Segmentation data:
>> BEGIN

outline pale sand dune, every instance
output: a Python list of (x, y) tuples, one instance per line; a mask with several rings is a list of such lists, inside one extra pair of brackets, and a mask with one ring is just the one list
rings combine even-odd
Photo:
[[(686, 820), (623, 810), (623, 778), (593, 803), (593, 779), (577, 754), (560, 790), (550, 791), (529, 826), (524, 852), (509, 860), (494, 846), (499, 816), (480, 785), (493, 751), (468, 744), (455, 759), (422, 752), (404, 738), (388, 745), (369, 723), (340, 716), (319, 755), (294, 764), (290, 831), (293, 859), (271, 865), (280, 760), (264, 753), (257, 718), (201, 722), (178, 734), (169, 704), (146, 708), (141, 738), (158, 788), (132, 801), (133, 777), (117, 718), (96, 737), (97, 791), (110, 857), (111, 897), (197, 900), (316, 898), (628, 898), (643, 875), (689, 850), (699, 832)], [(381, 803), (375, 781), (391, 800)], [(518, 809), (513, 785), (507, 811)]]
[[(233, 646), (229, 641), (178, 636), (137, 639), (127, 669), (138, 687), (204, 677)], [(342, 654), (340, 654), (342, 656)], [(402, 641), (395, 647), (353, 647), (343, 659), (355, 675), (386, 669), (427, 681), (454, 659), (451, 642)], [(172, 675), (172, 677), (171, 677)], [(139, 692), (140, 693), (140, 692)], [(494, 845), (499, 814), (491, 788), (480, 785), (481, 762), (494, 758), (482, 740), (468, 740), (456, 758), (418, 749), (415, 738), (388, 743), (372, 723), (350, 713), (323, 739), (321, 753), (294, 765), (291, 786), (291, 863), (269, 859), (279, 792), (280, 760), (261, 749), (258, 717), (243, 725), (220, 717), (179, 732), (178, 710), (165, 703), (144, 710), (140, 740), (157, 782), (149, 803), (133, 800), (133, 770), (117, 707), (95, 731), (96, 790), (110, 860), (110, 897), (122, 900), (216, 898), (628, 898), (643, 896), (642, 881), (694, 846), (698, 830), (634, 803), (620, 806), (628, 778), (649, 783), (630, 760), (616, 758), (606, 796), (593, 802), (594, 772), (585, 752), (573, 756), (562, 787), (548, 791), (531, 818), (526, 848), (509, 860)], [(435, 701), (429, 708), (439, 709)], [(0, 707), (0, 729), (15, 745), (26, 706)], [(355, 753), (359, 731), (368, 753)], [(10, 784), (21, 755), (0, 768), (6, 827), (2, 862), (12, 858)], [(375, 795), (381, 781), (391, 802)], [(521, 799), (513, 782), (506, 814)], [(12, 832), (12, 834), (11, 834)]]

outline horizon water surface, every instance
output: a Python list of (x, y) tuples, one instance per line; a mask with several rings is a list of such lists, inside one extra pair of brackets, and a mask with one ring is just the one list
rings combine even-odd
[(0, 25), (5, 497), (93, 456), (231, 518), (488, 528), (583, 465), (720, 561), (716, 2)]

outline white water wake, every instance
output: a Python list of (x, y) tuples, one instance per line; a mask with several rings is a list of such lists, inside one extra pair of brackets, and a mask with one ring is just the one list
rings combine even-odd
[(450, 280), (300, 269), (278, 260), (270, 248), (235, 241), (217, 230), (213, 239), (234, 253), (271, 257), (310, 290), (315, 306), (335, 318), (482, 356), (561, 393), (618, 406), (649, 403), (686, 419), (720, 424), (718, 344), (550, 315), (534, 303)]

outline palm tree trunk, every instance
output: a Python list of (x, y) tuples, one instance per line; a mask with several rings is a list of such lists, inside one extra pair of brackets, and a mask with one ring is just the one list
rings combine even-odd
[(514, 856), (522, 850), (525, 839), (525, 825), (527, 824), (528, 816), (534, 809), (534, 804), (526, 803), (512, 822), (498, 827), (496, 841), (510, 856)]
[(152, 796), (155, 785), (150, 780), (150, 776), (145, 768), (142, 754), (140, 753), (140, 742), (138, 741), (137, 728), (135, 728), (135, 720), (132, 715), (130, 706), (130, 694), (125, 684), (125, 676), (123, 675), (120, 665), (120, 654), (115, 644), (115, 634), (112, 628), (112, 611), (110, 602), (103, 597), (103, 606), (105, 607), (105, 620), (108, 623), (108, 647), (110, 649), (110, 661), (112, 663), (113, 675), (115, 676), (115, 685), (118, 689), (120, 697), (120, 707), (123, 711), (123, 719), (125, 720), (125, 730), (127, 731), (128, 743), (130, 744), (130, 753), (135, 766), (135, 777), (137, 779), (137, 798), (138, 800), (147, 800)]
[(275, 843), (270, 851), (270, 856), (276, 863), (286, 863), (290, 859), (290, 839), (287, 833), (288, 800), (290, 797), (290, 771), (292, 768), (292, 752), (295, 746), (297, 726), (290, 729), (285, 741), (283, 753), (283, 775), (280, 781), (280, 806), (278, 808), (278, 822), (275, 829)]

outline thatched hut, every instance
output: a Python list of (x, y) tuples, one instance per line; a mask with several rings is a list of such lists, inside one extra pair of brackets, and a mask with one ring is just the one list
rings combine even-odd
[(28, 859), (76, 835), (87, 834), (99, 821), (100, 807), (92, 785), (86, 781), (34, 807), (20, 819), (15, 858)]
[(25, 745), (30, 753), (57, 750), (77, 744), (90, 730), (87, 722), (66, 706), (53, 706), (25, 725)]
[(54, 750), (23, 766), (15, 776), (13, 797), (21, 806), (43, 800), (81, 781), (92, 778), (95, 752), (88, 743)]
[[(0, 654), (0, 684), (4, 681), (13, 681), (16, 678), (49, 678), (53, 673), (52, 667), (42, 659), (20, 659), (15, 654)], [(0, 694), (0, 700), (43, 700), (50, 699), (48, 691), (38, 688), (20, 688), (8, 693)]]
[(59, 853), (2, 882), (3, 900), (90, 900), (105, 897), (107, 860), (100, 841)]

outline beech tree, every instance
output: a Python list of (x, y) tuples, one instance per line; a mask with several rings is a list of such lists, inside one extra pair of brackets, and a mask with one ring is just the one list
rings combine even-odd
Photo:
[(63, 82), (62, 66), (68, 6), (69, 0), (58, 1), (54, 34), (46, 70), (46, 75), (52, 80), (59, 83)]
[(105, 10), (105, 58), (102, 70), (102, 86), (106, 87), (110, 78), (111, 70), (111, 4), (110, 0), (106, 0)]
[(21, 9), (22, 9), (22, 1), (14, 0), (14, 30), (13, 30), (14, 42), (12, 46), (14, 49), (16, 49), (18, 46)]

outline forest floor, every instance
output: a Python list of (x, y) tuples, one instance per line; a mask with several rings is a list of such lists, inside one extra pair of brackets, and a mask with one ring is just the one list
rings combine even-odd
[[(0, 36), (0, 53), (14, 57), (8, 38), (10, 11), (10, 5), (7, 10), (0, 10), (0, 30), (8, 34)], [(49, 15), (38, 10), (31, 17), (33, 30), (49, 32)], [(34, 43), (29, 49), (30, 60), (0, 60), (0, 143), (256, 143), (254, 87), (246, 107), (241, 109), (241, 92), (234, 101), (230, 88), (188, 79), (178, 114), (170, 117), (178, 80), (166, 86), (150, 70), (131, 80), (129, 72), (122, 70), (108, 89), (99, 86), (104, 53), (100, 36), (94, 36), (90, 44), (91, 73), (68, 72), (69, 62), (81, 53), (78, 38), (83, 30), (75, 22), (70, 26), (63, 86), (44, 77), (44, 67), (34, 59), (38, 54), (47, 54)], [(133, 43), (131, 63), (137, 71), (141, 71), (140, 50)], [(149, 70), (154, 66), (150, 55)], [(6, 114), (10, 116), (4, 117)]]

>> END

_What is expected_
Starting with the line containing "outline thatched hut, every instance" and continuing through the line containing "706), (25, 725)]", both included, write those lines out again with their requests, raising every coordinate in the answers by 61.

_Finished answer_
outline thatched hut, every instance
output: a Python list of (x, y) tuples, one instance per line; a mask with several rings is a list of such lists, inside one extra pair of brackets, and a mask with one ring is just the one list
rings combine even-odd
[(89, 920), (137, 896), (148, 895), (160, 882), (161, 868), (153, 846), (147, 842), (95, 868), (81, 880), (76, 919)]
[(86, 806), (91, 814), (118, 811), (138, 805), (151, 791), (148, 783), (127, 767), (114, 767), (86, 786)]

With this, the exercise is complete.